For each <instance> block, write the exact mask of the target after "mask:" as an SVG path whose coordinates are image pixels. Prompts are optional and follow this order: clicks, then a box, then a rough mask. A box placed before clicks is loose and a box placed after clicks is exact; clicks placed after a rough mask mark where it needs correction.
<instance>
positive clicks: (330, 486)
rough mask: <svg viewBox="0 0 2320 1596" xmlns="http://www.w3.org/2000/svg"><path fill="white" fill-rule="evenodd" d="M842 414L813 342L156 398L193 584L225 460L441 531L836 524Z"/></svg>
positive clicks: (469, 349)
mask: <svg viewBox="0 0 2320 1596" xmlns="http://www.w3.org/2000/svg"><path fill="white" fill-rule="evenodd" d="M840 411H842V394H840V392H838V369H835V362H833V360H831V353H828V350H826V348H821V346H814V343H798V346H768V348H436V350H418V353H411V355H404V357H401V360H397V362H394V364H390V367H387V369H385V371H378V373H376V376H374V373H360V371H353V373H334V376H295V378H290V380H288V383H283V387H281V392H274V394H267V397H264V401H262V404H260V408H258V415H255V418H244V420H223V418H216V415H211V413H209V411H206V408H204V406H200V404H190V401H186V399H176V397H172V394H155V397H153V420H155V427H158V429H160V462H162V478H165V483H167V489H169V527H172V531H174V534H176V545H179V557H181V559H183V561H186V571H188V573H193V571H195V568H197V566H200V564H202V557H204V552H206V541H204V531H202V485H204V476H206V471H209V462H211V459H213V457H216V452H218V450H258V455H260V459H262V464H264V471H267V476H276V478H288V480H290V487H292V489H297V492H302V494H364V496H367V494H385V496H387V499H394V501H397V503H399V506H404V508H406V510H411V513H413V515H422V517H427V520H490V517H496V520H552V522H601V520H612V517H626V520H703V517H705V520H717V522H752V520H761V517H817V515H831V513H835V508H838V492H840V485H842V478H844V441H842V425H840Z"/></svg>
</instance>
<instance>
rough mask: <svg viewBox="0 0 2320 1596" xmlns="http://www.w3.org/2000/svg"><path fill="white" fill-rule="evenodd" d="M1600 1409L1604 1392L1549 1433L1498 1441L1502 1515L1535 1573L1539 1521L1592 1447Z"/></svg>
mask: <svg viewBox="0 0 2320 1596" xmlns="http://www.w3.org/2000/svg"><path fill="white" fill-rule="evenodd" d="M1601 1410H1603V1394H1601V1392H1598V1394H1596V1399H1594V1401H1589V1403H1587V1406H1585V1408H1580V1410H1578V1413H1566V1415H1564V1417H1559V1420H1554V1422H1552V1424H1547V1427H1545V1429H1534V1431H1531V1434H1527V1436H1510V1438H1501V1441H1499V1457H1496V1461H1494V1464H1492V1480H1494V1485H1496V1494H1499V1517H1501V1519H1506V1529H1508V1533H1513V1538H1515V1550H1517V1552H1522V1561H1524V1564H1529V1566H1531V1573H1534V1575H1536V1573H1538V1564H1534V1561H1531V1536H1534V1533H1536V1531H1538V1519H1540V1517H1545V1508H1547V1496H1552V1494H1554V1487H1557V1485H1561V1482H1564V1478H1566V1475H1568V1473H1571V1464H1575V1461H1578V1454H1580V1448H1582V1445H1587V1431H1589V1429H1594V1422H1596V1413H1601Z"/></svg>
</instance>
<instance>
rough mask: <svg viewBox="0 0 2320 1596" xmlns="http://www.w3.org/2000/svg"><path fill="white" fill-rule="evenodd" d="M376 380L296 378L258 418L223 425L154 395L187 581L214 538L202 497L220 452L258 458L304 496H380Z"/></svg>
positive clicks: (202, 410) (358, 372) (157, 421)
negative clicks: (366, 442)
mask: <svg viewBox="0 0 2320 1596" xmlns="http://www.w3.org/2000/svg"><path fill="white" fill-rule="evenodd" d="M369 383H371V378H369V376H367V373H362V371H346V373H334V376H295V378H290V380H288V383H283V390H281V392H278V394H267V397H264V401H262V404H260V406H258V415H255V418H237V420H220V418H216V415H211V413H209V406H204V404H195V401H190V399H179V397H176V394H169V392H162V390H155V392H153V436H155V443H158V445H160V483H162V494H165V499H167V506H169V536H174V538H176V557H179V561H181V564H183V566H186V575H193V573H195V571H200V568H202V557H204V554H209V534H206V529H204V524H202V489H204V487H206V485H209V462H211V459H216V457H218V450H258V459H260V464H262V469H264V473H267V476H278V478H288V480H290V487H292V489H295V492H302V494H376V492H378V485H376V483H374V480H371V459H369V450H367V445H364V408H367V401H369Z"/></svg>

—————

**Your task**
Format every line of the records above as a JSON list of strings, one string per line, omitting blank lines.

**Response for this exercise**
[
  "For each <instance> block, write the exact mask of the target after \"mask:\" as an SVG path whose coordinates are image pixels. Prompts are optional and follow this order: clicks, then a box, then a rough mask. A box placed before clicks is loose and a box placed after clicks is exact; clicks placed after a rough mask mark where it needs correction.",
  "<instance>",
  "positive clicks: (330, 486)",
  "rough mask: <svg viewBox=\"0 0 2320 1596\" xmlns=\"http://www.w3.org/2000/svg\"><path fill=\"white\" fill-rule=\"evenodd\" d=\"M842 414L813 342L156 398L193 584L225 460L441 531L836 524Z\"/></svg>",
  "positive clicks: (469, 349)",
  "mask: <svg viewBox=\"0 0 2320 1596\" xmlns=\"http://www.w3.org/2000/svg\"><path fill=\"white\" fill-rule=\"evenodd\" d=\"M840 411H842V394H840V392H838V369H835V362H833V360H831V353H828V350H826V348H821V346H814V343H798V346H768V348H436V350H418V353H411V355H404V357H401V360H397V362H394V364H390V367H387V369H385V371H378V373H376V376H374V373H360V371H353V373H334V376H295V378H290V380H288V383H283V387H281V392H274V394H267V397H264V401H262V404H260V408H258V415H255V418H244V420H223V418H216V415H211V413H209V411H206V408H204V406H200V404H190V401H186V399H176V397H172V394H155V397H153V420H155V427H158V429H160V462H162V478H165V483H167V489H169V527H172V531H174V534H176V545H179V557H181V559H183V561H186V571H188V573H193V571H195V568H197V566H200V564H202V557H204V552H206V541H204V531H202V485H204V476H206V471H209V462H211V459H213V457H216V452H218V450H258V455H260V459H262V464H264V471H267V476H276V478H288V480H290V487H292V489H297V492H302V494H364V496H367V494H385V496H387V499H394V501H397V503H399V506H404V508H406V510H411V513H413V515H422V517H427V520H490V517H496V520H552V522H601V520H612V517H626V520H703V517H705V520H717V522H752V520H761V517H817V515H831V513H835V508H838V492H840V485H842V478H844V441H842V425H840Z\"/></svg>",
  "</instance>",
  "<instance>",
  "rough mask: <svg viewBox=\"0 0 2320 1596\" xmlns=\"http://www.w3.org/2000/svg\"><path fill=\"white\" fill-rule=\"evenodd\" d=\"M1600 1409L1604 1392L1549 1433L1498 1441L1502 1515L1535 1573L1539 1521L1592 1447Z\"/></svg>",
  "mask: <svg viewBox=\"0 0 2320 1596\" xmlns=\"http://www.w3.org/2000/svg\"><path fill=\"white\" fill-rule=\"evenodd\" d=\"M1601 1410H1603V1394H1601V1392H1598V1394H1596V1399H1594V1401H1589V1403H1587V1406H1585V1408H1580V1410H1578V1413H1566V1415H1564V1417H1559V1420H1554V1422H1552V1424H1547V1427H1545V1429H1534V1431H1531V1434H1527V1436H1510V1438H1501V1441H1499V1457H1496V1461H1494V1464H1492V1480H1494V1485H1496V1494H1499V1517H1501V1519H1506V1529H1508V1533H1513V1538H1515V1550H1517V1552H1522V1561H1524V1564H1529V1566H1531V1573H1534V1575H1536V1573H1538V1564H1534V1561H1531V1536H1534V1533H1536V1531H1538V1519H1540V1517H1545V1508H1547V1496H1552V1494H1554V1487H1557V1485H1561V1482H1564V1478H1566V1475H1568V1473H1571V1464H1575V1461H1578V1454H1580V1448H1582V1445H1587V1431H1589V1429H1594V1422H1596V1413H1601Z\"/></svg>",
  "</instance>",
  "<instance>",
  "rough mask: <svg viewBox=\"0 0 2320 1596\" xmlns=\"http://www.w3.org/2000/svg\"><path fill=\"white\" fill-rule=\"evenodd\" d=\"M376 380L296 378L258 418L223 425L154 395L187 581L214 538L202 497L220 452L258 458L304 496H380Z\"/></svg>",
  "positive clicks: (202, 410) (358, 372) (157, 421)",
  "negative clicks: (366, 442)",
  "mask: <svg viewBox=\"0 0 2320 1596\" xmlns=\"http://www.w3.org/2000/svg\"><path fill=\"white\" fill-rule=\"evenodd\" d=\"M369 383H371V378H369V376H367V373H362V371H346V373H334V376H295V378H290V380H288V383H283V390H281V392H278V394H267V397H264V401H262V404H260V406H258V415H255V418H237V420H220V418H216V415H211V413H209V406H204V404H195V401H190V399H179V397H176V394H169V392H162V390H155V392H153V436H155V443H158V445H160V483H162V494H165V499H167V506H169V536H174V538H176V557H179V561H181V564H183V566H186V575H193V573H195V571H200V568H202V557H204V554H209V534H206V529H204V524H202V489H204V487H206V485H209V462H211V459H216V457H218V450H258V459H260V464H262V469H264V473H267V476H278V478H288V480H290V487H292V489H295V492H302V494H376V492H378V485H376V483H374V480H371V459H369V450H367V445H364V408H367V401H369Z\"/></svg>"
]